Dataset entries
<<<<
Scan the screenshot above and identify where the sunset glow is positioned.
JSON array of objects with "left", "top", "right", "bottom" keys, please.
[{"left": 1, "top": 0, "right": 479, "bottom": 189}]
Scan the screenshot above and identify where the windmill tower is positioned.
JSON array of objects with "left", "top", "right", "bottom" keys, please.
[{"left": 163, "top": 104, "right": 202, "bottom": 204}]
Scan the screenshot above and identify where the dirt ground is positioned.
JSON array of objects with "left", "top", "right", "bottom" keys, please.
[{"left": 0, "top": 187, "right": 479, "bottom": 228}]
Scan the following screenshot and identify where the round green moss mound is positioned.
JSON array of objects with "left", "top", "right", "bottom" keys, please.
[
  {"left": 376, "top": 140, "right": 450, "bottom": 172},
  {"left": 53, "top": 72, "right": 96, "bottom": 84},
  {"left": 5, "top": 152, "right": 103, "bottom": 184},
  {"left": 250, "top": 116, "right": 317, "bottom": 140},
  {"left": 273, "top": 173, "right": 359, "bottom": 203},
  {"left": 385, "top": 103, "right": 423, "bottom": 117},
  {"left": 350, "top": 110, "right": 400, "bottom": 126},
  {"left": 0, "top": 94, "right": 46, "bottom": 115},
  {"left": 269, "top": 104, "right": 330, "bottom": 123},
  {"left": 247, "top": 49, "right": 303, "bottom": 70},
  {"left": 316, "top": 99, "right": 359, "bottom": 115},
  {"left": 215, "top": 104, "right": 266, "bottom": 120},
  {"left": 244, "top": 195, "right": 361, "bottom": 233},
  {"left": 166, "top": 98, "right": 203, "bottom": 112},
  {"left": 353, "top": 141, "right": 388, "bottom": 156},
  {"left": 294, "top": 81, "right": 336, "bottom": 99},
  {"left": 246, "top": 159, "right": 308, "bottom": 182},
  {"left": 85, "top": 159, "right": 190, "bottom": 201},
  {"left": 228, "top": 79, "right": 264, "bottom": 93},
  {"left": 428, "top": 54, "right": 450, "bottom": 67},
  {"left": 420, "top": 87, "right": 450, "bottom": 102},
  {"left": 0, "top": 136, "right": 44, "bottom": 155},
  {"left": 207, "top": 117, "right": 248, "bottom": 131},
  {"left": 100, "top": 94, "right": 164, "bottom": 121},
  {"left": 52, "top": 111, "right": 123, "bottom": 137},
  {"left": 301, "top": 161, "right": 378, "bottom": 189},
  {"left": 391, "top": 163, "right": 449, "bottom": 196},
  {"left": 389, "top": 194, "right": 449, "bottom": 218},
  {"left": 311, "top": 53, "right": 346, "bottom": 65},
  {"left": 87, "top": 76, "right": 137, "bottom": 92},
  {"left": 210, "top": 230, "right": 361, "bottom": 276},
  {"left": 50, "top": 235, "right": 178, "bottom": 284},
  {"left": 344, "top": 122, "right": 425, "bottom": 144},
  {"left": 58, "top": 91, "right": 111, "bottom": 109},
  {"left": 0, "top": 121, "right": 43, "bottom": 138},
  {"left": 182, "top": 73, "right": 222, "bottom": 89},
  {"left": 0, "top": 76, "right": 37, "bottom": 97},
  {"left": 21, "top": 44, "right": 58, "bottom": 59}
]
>>>>
▶ To do:
Make a copy of each line in the records above that has the word "positioned".

▶ Expected answer:
Scan the screenshot above and identify where the sunset glow is positioned.
Scan the screenshot above and identify where the windmill tower is positioned.
Scan the screenshot above and identify where the dirt ground is positioned.
Scan the following screenshot and identify where the round green moss mound is positioned.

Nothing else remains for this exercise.